→ **Material for this task**
■ ■ ■
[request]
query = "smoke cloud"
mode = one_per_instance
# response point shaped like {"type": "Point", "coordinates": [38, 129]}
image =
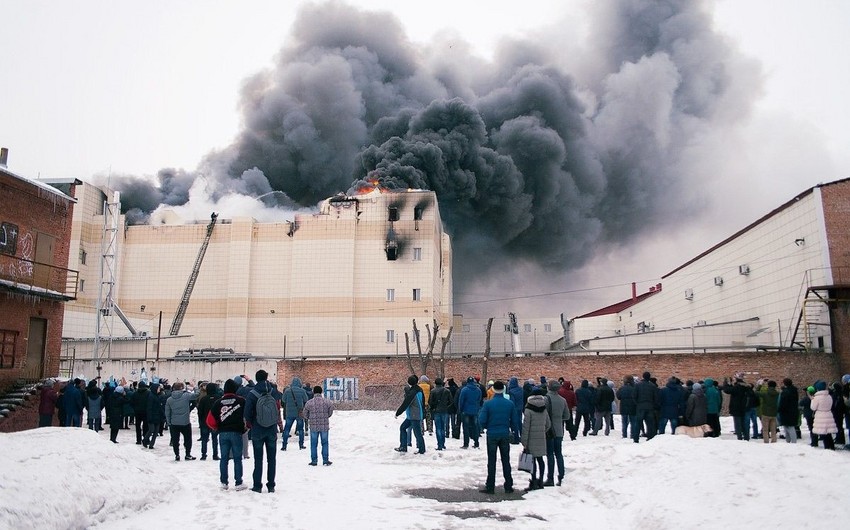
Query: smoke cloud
{"type": "Point", "coordinates": [538, 158]}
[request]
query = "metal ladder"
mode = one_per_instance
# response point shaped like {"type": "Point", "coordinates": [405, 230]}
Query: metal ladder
{"type": "Point", "coordinates": [193, 277]}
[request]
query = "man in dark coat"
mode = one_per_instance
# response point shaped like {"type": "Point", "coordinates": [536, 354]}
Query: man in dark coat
{"type": "Point", "coordinates": [454, 417]}
{"type": "Point", "coordinates": [115, 406]}
{"type": "Point", "coordinates": [584, 407]}
{"type": "Point", "coordinates": [440, 402]}
{"type": "Point", "coordinates": [604, 401]}
{"type": "Point", "coordinates": [672, 405]}
{"type": "Point", "coordinates": [468, 406]}
{"type": "Point", "coordinates": [139, 401]}
{"type": "Point", "coordinates": [646, 397]}
{"type": "Point", "coordinates": [73, 400]}
{"type": "Point", "coordinates": [499, 417]}
{"type": "Point", "coordinates": [263, 438]}
{"type": "Point", "coordinates": [738, 405]}
{"type": "Point", "coordinates": [413, 407]}
{"type": "Point", "coordinates": [155, 412]}
{"type": "Point", "coordinates": [628, 406]}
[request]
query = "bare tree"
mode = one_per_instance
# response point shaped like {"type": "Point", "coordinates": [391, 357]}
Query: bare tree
{"type": "Point", "coordinates": [426, 356]}
{"type": "Point", "coordinates": [445, 341]}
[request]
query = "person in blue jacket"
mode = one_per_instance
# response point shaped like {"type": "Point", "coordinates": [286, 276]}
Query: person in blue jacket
{"type": "Point", "coordinates": [468, 406]}
{"type": "Point", "coordinates": [413, 407]}
{"type": "Point", "coordinates": [515, 393]}
{"type": "Point", "coordinates": [500, 419]}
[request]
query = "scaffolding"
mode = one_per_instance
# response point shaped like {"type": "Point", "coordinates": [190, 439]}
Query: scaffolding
{"type": "Point", "coordinates": [106, 289]}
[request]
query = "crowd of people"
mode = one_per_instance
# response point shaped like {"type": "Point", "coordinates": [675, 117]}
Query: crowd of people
{"type": "Point", "coordinates": [242, 413]}
{"type": "Point", "coordinates": [537, 414]}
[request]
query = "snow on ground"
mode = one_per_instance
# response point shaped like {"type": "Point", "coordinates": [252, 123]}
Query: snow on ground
{"type": "Point", "coordinates": [75, 478]}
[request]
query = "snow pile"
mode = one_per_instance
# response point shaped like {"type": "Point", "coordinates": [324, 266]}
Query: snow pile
{"type": "Point", "coordinates": [75, 478]}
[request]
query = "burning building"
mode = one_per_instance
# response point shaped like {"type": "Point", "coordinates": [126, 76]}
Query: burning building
{"type": "Point", "coordinates": [347, 280]}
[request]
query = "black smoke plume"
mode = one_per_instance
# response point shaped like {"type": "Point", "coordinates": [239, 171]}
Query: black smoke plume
{"type": "Point", "coordinates": [537, 157]}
■ ■ ■
→ **Work required**
Output each entry above word for word. The pictures stay out.

→ **Output of the exercise**
[request]
query = "smoke cloud"
mode = one_per_instance
# response point shaped like {"type": "Point", "coordinates": [38, 129]}
image =
Query: smoke cloud
{"type": "Point", "coordinates": [538, 158]}
[request]
query = "metal ladder"
mode = one_per_instance
# response point shaped like {"type": "Point", "coordinates": [405, 230]}
Query: metal ladder
{"type": "Point", "coordinates": [193, 277]}
[request]
query = "man in dark coat"
mode = one_per_instance
# response point shaped like {"type": "Point", "coordinates": [536, 354]}
Query: man in dark coat
{"type": "Point", "coordinates": [454, 417]}
{"type": "Point", "coordinates": [115, 406]}
{"type": "Point", "coordinates": [584, 407]}
{"type": "Point", "coordinates": [440, 402]}
{"type": "Point", "coordinates": [604, 401]}
{"type": "Point", "coordinates": [672, 405]}
{"type": "Point", "coordinates": [468, 406]}
{"type": "Point", "coordinates": [139, 401]}
{"type": "Point", "coordinates": [646, 397]}
{"type": "Point", "coordinates": [73, 400]}
{"type": "Point", "coordinates": [499, 417]}
{"type": "Point", "coordinates": [263, 438]}
{"type": "Point", "coordinates": [738, 405]}
{"type": "Point", "coordinates": [413, 407]}
{"type": "Point", "coordinates": [155, 412]}
{"type": "Point", "coordinates": [628, 406]}
[request]
query = "bare tree"
mode = one_per_instance
# response point shaped like {"type": "Point", "coordinates": [391, 357]}
Query: bare tree
{"type": "Point", "coordinates": [426, 356]}
{"type": "Point", "coordinates": [445, 341]}
[request]
query = "person in blue jacket"
mode = one_per_instance
# response point shaped like {"type": "Point", "coordinates": [286, 276]}
Query: person in blue jacket
{"type": "Point", "coordinates": [468, 406]}
{"type": "Point", "coordinates": [413, 407]}
{"type": "Point", "coordinates": [515, 393]}
{"type": "Point", "coordinates": [500, 419]}
[request]
query = "scaffolding"
mode = one_per_instance
# response point shaped like {"type": "Point", "coordinates": [190, 439]}
Query: scaffolding
{"type": "Point", "coordinates": [106, 289]}
[request]
query = "crowd of people"
mode = one_per_instance
# response point shaped like {"type": "Point", "coordinates": [675, 117]}
Query: crowd of people
{"type": "Point", "coordinates": [242, 413]}
{"type": "Point", "coordinates": [537, 414]}
[request]
query = "snow on ground"
mode = one_per_instance
# response point shaped like {"type": "Point", "coordinates": [252, 123]}
Query: snow on ground
{"type": "Point", "coordinates": [75, 478]}
[request]
query = "snow pile"
mode = one_per_instance
# response point shaped like {"type": "Point", "coordinates": [324, 266]}
Query: snow pile
{"type": "Point", "coordinates": [75, 478]}
[request]
query = "burning building"
mode = one_per_instance
# response point shaped like {"type": "Point", "coordinates": [126, 76]}
Query: burning building
{"type": "Point", "coordinates": [347, 280]}
[request]
query = "black smoke plume"
mode = one_per_instance
# response point shaped like {"type": "Point", "coordinates": [239, 171]}
Query: black smoke plume
{"type": "Point", "coordinates": [537, 157]}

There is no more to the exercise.